__PROBLEM 1__:
Answer these questions about the co-parenting article:
(a) Which state's family law does it discuss?
(b) According to it, what does co-parenting assume that a history of domestic violence can undermine?
(c) Where do pickups and drop-offs take place under parallel parenting?

__PAGE EXCERPT__:
_ _ _ _ _

When two parents co-parent, the hope (generally) is that they’ll be able to get into an amicable rhythm. That they’ll work through both daily issues (who’s picking up from soccer when practice runs late?) and bigger picture ones (how to handle disagreements over differing parenting styles?) with minimal frustration or complication.
But the goal of amicability, or at least functional civility, can be harder than it might seem. Routine conversations can become running arguments, logistics can become a source of growing frustration, and children can get caught in the middle of conflict.
In these situations, it’s important to understand that you have options. New Jersey family law recognizes that co-parenting needs are as diverse and varied as families themselves. To that end, they offer paths forward that can reduce conflict while protecting your children’s relationships with both parents.
Why co-parenting sometimes fails
There’s no legal definition of co-parenting failure. But certain patterns can make it harder for parents to work together effectively, regardless of their intentions. These include:
- Unresolved anger or high-conflict dynamics: When the hurt from the relationship or separation is still raw, some parents can’t separate their feelings about their former partner from their parenting interactions.
- Substance abuse or untreated mental health concerns: Substance abuse and untreated mental health issues can affect judgment, reliability, and emotional regulation, all of which are necessary for coordinated parenting.
- History of domestic violence: Co-parenting assumes two parents can negotiate and compromise as equals, but when there has been domestic violence, that dynamic often doesn’t exist.
- One parent’s unwillingness to cooperate: Sometimes one parent simply refuses to communicate, repeatedly violates the parenting time schedule, or actively resists any attempt at coordination.
These reasons can matter because they can influence which alternative will work for your family and, most importantly, provide the best custody arrangement for your children.
What are your custody options when co-parenting fails?
The right option depends on your specific circumstances, including what’s causing the breakdown, whether both parents can provide appropriate care, and what your children need. There’s no one-size-fits-all solution. But New Jersey family law provides several paths to address different types of co-parenting failure.
Option 1: parallel parenting
Parallel parenting is a custody arrangement in which each parent operates independently during their parenting time, with minimal contact between parents. You don’t coordinate or discuss daily parenting decisions with your co-parent. You ideally follow a detailed parenting plan that specifies who makes which decisions and when, eliminating the need for ongoing communication.
Co-parents may agree upon parallel parenting, but it is also a remedy that courts may recommend in certain circumstances.
Key elements of parallel parenting
- Decision-making authority becomes more independent (though not completely). Each parent makes day-to-day decisions independently during their parenting time. Major decisions about education, healthcare, and religion get handled according to what’s specified in your custody plan.
- Exchanges happen at neutral locations. Pickups and drop-offs occur at school, daycare, or another public place where parents don’t have to interact directly with each other.
- Parallel parenting works with different custody schedules. This structure fits both equal parenting time arrangements and schedules in which one parent has primary custody. The key is reducing conflict (and in some cases, communication) between parents, not changing how much time each parent has.

_ _ _ _ _

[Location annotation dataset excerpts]
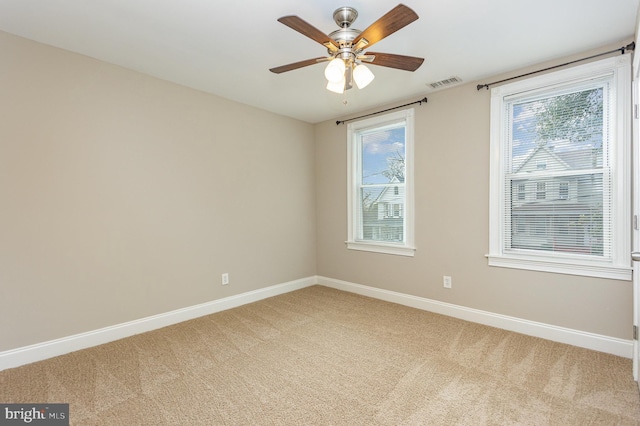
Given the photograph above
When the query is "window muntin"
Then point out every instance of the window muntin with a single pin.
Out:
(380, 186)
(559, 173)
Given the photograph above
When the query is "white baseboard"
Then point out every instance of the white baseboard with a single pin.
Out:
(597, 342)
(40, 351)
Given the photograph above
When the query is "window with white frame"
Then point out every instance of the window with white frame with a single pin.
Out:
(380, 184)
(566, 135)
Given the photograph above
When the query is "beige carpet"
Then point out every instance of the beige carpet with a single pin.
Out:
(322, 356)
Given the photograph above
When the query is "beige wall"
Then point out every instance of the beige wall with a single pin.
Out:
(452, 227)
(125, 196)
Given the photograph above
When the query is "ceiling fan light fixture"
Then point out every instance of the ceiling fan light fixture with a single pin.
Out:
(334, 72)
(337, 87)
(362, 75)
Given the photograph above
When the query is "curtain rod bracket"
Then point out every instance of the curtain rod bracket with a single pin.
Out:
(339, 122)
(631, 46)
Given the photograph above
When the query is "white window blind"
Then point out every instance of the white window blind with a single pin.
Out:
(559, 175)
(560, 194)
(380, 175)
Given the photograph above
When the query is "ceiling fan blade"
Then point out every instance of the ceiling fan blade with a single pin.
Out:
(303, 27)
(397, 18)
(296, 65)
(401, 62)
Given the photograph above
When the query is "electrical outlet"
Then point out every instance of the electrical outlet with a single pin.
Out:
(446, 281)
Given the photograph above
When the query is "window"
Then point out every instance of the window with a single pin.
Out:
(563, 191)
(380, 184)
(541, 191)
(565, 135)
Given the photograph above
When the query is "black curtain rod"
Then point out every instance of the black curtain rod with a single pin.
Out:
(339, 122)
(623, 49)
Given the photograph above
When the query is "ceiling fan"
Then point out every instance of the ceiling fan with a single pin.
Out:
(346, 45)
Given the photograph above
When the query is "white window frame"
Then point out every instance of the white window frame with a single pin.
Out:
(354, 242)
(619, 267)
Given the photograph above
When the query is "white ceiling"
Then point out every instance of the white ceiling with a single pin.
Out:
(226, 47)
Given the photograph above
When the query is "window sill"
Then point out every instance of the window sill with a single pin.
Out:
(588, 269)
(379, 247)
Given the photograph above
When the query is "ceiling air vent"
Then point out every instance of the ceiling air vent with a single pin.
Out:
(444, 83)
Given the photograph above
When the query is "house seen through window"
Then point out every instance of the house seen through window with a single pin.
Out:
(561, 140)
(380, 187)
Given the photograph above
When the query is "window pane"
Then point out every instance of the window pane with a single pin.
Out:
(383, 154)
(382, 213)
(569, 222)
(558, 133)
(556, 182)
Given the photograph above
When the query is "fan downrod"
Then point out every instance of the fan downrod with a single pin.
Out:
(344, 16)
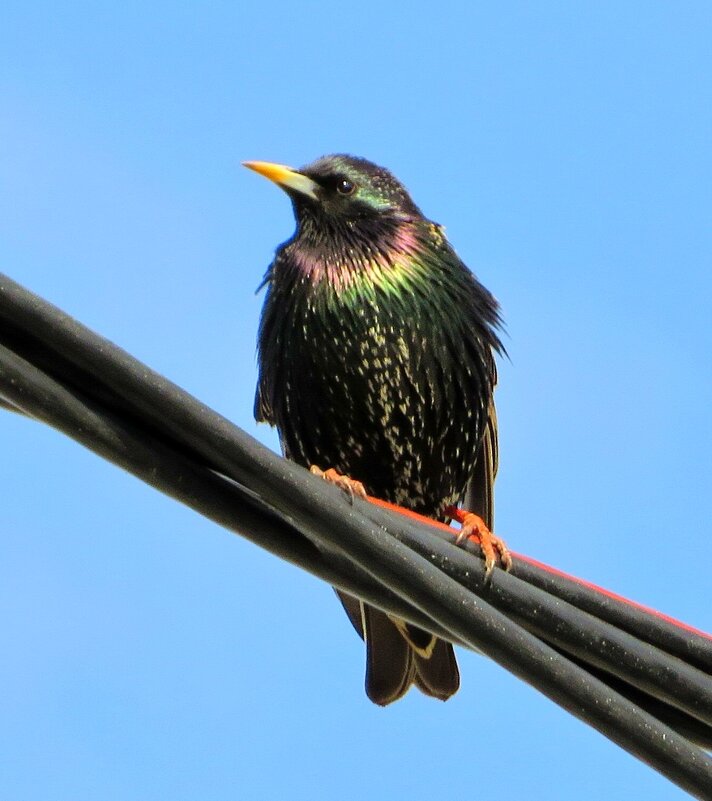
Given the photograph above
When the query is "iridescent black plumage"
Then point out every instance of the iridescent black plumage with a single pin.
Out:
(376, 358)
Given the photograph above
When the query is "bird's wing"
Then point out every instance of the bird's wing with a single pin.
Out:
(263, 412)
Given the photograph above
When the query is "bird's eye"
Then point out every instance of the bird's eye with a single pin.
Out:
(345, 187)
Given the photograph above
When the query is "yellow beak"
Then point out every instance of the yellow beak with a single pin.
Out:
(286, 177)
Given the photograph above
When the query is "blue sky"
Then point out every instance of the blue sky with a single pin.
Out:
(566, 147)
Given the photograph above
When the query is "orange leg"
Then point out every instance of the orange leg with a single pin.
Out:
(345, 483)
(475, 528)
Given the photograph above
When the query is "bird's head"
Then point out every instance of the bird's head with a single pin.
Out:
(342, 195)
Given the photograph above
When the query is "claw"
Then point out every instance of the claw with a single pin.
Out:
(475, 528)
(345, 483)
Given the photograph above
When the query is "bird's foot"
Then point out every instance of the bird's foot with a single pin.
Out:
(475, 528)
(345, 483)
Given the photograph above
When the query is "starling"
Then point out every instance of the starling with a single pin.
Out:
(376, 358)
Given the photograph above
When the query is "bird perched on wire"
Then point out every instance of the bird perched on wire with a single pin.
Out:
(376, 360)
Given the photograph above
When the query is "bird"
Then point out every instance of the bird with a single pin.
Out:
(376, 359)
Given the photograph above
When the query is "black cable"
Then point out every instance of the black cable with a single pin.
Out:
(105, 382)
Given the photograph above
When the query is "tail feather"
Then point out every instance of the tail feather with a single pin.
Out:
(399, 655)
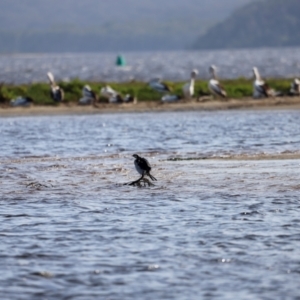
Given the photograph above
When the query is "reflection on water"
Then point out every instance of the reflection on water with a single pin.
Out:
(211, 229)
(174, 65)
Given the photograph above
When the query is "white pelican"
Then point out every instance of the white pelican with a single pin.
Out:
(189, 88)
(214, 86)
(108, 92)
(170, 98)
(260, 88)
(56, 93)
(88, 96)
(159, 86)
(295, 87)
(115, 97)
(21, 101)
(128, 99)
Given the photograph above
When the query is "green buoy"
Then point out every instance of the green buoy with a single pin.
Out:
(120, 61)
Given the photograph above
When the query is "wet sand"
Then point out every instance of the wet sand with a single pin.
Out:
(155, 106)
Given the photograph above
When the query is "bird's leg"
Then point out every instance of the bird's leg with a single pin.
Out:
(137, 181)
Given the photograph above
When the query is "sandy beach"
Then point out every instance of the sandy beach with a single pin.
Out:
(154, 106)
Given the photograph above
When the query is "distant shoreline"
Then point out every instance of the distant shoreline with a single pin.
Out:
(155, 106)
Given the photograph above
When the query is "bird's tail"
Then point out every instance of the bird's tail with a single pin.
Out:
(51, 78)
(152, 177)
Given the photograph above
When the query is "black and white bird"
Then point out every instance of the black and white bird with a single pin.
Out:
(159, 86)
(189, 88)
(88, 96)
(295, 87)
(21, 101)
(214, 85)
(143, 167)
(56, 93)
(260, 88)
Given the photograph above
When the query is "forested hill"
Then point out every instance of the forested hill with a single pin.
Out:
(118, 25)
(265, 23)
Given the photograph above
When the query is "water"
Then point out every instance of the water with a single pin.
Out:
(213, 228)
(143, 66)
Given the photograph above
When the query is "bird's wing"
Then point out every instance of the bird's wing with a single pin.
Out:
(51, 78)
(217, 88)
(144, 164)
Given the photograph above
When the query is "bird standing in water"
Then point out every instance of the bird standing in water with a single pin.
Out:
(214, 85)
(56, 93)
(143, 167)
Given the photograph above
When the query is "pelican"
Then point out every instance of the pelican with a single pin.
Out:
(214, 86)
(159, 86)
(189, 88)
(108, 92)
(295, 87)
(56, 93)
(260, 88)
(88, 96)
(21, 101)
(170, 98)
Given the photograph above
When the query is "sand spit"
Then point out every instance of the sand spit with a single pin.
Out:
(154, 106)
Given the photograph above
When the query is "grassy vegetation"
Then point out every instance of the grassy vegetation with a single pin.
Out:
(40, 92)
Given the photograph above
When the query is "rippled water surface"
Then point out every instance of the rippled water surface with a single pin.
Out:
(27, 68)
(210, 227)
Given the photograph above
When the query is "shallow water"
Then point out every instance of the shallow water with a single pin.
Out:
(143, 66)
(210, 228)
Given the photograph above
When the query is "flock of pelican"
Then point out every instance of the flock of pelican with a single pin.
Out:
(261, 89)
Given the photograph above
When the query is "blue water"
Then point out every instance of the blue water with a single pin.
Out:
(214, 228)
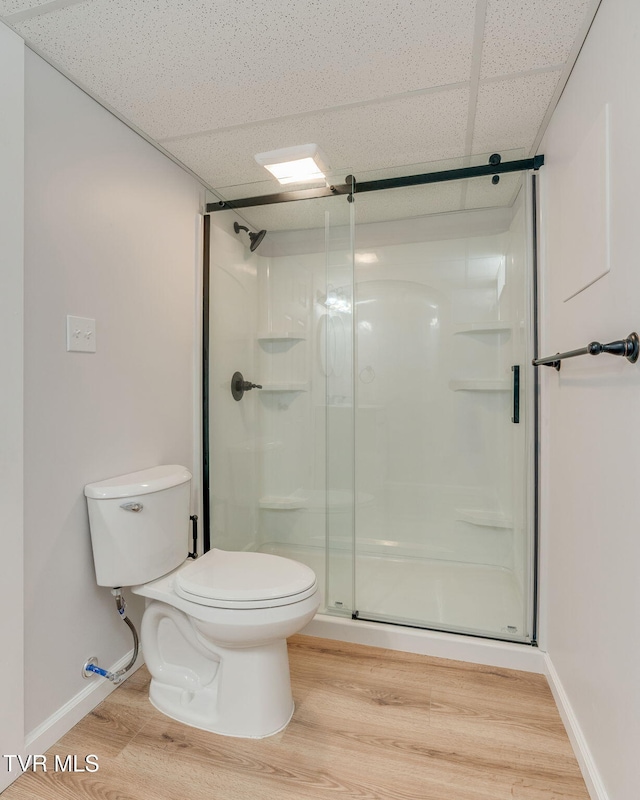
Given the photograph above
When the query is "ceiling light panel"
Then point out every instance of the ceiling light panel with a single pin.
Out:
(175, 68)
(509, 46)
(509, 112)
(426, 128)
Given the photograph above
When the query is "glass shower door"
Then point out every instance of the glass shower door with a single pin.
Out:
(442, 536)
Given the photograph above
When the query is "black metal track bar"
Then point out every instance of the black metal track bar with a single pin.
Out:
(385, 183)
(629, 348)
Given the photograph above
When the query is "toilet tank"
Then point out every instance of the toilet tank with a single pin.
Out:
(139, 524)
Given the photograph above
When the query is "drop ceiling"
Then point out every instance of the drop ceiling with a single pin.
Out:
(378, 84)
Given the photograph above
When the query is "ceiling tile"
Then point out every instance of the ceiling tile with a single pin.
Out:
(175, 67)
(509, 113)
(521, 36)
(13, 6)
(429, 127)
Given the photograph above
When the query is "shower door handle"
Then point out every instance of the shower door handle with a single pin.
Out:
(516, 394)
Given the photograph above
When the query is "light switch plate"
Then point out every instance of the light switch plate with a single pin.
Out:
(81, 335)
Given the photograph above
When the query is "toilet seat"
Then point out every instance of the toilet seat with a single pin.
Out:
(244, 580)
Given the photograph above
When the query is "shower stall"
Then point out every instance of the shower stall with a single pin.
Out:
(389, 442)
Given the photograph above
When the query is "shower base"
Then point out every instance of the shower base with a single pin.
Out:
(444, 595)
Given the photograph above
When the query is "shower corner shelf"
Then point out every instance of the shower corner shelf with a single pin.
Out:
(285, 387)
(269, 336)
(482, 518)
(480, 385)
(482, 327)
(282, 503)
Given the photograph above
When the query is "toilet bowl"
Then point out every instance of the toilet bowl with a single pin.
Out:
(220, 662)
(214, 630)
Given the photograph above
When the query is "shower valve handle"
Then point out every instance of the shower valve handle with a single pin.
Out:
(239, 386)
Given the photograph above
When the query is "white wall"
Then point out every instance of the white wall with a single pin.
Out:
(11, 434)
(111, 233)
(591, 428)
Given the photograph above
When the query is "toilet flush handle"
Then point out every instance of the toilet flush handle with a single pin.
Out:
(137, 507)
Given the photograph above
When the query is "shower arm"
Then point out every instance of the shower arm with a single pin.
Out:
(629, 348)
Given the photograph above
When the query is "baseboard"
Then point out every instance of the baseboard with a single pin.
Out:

_ _ _ _ _

__PROBLEM 2__: How many lines of the records contain the string "beige"? Reply with the number alone.

__EXERCISE RESULT 1__:
(a) New Jersey.
(b) That two parents can negotiate and compromise as equals.
(c) At neutral locations: school, daycare, or another public place where the parents don't have to interact directly.

__EXERCISE RESULT 2__: 4